Task to carry out →
From the entries below, pick out each line containing the string "winter". The match is case-sensitive.
-- begin --
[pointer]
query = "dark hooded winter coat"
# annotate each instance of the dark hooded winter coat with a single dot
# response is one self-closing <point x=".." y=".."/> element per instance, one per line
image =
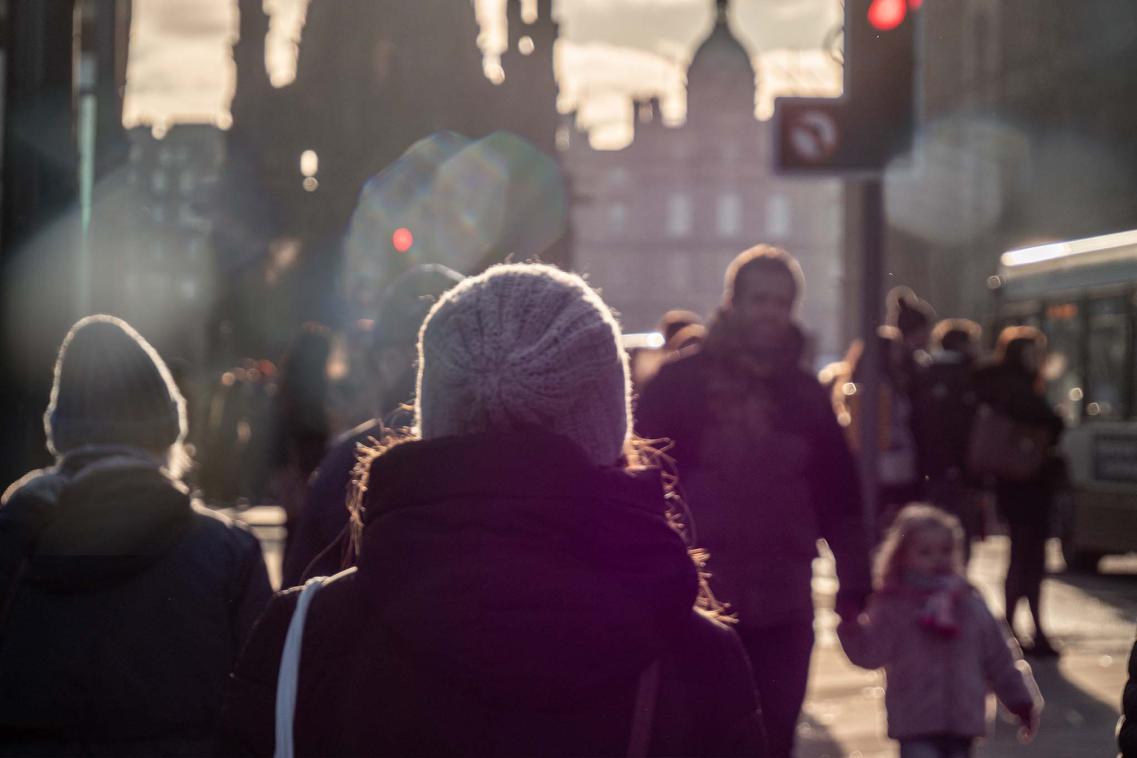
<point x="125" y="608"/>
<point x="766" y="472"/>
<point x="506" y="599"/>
-- end --
-- begin --
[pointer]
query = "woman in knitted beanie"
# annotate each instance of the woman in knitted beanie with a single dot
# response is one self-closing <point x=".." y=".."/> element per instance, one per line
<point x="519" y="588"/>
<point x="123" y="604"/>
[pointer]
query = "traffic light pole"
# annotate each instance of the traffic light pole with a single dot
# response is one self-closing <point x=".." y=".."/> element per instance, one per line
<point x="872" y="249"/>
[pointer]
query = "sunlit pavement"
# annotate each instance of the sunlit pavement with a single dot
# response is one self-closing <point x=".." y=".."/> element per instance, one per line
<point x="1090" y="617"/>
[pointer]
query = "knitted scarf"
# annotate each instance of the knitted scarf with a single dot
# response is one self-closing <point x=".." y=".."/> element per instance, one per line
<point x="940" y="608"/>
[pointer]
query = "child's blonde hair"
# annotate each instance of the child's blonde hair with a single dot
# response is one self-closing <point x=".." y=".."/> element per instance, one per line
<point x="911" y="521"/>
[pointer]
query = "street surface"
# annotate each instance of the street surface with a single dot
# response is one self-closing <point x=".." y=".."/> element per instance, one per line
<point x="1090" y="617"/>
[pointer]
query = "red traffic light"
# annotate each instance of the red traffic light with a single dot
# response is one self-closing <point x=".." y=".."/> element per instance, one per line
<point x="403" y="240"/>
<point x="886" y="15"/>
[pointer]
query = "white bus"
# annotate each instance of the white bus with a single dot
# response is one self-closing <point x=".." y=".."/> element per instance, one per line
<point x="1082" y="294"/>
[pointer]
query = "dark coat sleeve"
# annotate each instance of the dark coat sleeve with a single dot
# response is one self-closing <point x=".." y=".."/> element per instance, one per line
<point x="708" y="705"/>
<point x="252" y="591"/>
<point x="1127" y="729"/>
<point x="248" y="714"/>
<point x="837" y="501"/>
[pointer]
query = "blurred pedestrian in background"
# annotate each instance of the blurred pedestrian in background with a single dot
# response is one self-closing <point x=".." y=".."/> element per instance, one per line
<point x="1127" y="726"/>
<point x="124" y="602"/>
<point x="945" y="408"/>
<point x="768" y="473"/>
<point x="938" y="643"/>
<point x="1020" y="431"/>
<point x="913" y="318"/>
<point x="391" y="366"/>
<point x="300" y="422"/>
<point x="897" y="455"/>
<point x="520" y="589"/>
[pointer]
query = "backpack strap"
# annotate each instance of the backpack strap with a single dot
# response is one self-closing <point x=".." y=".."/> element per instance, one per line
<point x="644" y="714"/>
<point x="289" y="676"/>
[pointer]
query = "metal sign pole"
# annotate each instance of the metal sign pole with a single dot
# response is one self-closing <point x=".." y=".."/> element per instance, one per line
-- end --
Output of the task →
query = "dark hooded winter coat"
# annotate each instance of the dark hooded winter coat with a single dot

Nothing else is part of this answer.